→ Task brief: According to the abstract on hourly water demand forecasting below, by what percentage was the root-mean-square error of the ANN model reduced?

→ Reading text:
──────────────────────────────
Abstract
Accurate forecasting of hourly water demand is essential for effective and sustainable operation, and the cost-effective management of water distribution networks. Unlike monthly or yearly water demand, hourly water demand has more fluctuations and is easily affected by short-term abnormal events. An effective preprocessing method is needed to capture the hourly water demand patterns and eliminate the interference of abnormal data. In this study, an innovative preprocessing framework, including a novel local outlier detection and correction method Isolation Forest (IF), an adaptive signal decomposition technique Complete Ensemble Empirical Mode Decomposition with Adaptive Noise (CEEMDAN), and basic forecasting models have been developed. In order to compare a promising deep learning method Gated Recurrent Unit (GRU) as a basic forecasting model with the conventional forecasting models, Support Vector Regression (SVR) and Artificial Neural Network (ANN) have been used. The results show that the proposed hybrid method can utilize the complementary advantages of the preprocessing methods to improve the accuracy of the forecasting models. The root-mean-square error of the SVR, ANN, and GRU models has been reduced by 57.5%, 27.8%, and 30.0%, respectively. Further, the GRU-based models developed in this study are superior to the other models, and the IF-CEEMDAN-GRU model has the highest accuracy. Hence, it is promising that this preprocessing framework can improve the performance of the water demand forecasting models.
──────────────────────────────
→ Dataset excerpts:
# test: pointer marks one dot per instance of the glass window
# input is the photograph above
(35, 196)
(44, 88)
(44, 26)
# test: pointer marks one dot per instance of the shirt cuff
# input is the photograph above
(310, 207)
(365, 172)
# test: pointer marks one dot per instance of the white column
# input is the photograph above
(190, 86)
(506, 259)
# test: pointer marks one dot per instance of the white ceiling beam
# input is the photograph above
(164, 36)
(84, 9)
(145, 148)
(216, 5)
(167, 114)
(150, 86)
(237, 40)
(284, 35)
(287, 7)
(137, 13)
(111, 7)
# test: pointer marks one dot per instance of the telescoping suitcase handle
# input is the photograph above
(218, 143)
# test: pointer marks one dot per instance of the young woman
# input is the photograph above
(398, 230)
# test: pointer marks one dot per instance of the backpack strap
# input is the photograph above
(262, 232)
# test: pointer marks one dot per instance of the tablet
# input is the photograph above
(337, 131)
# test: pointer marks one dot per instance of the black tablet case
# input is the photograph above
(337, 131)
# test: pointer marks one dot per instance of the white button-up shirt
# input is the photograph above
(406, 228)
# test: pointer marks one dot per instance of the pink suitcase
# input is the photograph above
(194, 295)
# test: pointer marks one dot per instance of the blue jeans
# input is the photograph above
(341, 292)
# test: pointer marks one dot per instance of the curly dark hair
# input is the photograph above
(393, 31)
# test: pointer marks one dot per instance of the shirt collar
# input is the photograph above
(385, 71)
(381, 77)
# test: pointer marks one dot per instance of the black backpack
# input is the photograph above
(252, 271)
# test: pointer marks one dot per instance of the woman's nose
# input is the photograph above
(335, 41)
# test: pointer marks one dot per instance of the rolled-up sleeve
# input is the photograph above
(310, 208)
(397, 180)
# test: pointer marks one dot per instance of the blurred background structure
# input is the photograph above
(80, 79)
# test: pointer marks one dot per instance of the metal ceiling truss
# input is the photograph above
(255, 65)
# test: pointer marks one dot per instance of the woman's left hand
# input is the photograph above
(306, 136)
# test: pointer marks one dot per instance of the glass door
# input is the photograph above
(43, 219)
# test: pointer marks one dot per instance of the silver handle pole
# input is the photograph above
──────────────────────────────
→ Result below: 27.8%